Exercise directions
Beginning with the line containing "point: white napkin" and ending with the last line of the records, set down every line exactly.

Named object pointing entries
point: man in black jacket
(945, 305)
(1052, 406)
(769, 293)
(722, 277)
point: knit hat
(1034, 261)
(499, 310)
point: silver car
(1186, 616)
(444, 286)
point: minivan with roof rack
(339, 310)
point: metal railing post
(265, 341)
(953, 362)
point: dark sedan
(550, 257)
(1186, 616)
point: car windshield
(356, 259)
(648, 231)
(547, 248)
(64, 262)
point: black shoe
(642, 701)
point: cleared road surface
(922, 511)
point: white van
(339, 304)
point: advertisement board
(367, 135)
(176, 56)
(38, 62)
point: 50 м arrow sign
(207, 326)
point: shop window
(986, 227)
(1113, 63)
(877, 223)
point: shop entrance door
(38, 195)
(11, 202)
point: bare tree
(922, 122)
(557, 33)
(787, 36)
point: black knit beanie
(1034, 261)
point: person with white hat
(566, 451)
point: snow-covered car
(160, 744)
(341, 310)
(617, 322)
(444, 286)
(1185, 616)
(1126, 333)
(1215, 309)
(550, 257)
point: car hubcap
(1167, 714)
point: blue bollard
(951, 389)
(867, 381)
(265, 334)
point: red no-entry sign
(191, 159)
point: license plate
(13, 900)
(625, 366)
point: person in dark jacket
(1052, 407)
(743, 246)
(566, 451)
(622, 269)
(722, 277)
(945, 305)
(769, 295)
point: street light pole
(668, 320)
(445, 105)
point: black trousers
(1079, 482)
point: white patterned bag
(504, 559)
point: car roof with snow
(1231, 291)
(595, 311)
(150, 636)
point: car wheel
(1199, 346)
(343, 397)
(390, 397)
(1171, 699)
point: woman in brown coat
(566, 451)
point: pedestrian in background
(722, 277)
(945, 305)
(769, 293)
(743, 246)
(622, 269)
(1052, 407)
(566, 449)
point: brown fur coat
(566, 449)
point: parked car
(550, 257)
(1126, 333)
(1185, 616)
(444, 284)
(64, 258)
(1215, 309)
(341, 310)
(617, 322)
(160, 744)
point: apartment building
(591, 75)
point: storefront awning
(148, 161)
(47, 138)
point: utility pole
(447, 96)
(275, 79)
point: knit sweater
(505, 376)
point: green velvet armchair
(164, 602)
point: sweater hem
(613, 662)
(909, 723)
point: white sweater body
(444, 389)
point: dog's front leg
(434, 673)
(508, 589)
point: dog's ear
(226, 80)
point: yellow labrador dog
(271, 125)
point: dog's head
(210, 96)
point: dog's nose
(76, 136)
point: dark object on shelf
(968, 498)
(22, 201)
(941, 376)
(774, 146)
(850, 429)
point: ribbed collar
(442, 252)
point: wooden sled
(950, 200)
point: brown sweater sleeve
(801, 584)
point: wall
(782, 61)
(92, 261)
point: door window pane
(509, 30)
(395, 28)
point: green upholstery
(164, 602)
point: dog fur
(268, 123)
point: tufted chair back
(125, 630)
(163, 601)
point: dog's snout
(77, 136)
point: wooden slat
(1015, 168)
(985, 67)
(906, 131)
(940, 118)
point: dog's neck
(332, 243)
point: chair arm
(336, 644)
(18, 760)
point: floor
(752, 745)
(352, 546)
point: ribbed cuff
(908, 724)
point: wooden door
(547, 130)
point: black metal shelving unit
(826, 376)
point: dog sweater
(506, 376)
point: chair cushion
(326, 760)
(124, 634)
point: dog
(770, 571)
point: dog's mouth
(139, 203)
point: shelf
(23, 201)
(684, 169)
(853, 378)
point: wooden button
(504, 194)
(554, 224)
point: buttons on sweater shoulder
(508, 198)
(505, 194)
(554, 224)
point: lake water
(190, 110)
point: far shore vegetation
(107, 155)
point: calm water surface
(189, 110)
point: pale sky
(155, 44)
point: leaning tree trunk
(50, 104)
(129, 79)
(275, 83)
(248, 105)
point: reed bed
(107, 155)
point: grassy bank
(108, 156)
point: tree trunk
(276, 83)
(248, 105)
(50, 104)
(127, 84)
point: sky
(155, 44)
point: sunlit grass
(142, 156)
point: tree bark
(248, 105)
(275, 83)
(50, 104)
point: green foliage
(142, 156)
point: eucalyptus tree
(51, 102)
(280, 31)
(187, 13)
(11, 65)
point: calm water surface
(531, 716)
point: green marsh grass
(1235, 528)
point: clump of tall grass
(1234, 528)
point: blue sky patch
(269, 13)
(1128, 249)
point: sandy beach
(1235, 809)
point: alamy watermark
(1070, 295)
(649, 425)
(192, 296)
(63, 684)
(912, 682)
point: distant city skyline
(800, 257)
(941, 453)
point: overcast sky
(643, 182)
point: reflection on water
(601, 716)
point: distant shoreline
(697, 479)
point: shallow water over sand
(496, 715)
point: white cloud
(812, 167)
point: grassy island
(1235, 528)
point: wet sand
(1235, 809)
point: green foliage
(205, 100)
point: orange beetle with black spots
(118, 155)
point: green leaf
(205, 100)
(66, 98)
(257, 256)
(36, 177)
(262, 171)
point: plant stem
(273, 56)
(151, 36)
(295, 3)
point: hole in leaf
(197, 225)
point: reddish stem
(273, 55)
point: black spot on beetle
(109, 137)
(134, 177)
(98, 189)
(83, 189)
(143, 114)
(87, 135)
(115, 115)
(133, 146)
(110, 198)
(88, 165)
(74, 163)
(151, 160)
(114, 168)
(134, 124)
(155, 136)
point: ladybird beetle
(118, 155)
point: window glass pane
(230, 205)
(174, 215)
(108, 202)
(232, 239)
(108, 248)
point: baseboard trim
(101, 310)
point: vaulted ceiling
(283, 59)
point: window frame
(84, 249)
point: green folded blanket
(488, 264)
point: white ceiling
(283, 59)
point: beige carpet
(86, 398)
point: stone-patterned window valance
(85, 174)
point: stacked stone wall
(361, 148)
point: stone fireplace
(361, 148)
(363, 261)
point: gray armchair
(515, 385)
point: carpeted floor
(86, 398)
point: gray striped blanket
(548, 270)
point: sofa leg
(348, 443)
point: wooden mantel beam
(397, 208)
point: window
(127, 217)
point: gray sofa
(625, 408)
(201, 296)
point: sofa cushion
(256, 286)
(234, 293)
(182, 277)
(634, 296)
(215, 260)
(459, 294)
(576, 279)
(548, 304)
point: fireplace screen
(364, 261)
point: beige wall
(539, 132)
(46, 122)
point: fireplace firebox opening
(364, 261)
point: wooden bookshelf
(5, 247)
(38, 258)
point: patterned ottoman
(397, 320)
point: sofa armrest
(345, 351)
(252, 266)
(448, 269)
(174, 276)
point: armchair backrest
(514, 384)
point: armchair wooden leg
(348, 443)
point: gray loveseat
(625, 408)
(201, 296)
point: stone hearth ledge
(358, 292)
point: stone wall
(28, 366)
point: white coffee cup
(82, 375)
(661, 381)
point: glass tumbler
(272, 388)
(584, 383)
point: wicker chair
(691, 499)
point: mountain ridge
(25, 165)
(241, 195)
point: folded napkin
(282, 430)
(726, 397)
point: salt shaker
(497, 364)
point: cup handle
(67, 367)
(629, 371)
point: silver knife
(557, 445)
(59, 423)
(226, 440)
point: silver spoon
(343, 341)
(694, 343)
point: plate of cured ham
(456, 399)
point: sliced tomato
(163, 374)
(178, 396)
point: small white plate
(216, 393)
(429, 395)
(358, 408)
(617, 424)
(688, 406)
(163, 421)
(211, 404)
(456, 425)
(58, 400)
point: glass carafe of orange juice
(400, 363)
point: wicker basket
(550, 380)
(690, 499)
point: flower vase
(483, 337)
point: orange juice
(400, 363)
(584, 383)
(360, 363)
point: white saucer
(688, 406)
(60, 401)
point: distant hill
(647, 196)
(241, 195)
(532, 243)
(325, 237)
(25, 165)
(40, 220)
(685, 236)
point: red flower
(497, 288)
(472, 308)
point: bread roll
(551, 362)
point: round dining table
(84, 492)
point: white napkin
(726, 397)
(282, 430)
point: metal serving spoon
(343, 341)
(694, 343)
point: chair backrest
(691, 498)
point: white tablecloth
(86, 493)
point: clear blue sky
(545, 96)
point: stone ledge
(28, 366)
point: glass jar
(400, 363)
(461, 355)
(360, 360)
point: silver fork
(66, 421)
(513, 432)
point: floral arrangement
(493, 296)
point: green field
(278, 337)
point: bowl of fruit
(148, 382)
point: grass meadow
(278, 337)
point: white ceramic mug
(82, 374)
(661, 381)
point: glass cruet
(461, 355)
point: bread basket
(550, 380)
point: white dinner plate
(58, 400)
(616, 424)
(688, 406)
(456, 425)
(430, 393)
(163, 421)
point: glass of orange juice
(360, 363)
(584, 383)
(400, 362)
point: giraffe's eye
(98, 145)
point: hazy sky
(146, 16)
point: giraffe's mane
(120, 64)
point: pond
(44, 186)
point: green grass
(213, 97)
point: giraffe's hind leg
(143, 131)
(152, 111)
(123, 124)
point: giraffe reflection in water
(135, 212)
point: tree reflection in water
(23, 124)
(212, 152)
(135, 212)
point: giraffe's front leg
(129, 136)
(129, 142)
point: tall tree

Response
point: white napkin
(726, 397)
(282, 430)
point: metal serving spoon
(343, 341)
(694, 343)
point: chair backrest
(691, 498)
point: white tablecloth
(86, 493)
point: clear blue sky
(545, 96)
point: stone ledge
(28, 366)
point: glass jar
(400, 363)
(461, 355)
(360, 360)
point: silver fork
(66, 421)
(513, 432)
point: floral arrangement
(493, 296)
point: green field
(278, 337)
point: bowl of fruit
(148, 382)
point: grass meadow
(278, 337)
point: white ceramic mug
(82, 374)
(661, 381)
point: glass cruet
(461, 355)
point: bread basket
(550, 380)
point: white dinner plate
(58, 400)
(616, 424)
(688, 406)
(456, 425)
(430, 393)
(163, 421)
point: glass of orange juice
(360, 363)
(584, 383)
(400, 362)
point: giraffe's eye
(98, 145)
point: hazy sky
(146, 16)
point: giraffe's mane
(120, 64)
point: pond
(44, 186)
point: green grass
(213, 97)
point: giraffe's hind leg
(143, 131)
(152, 111)
(123, 124)
point: giraffe reflection in water
(135, 212)
point: tree reflection in water
(23, 124)
(212, 152)
(135, 212)
point: giraffe's front leg
(129, 136)
(129, 142)
point: tall tree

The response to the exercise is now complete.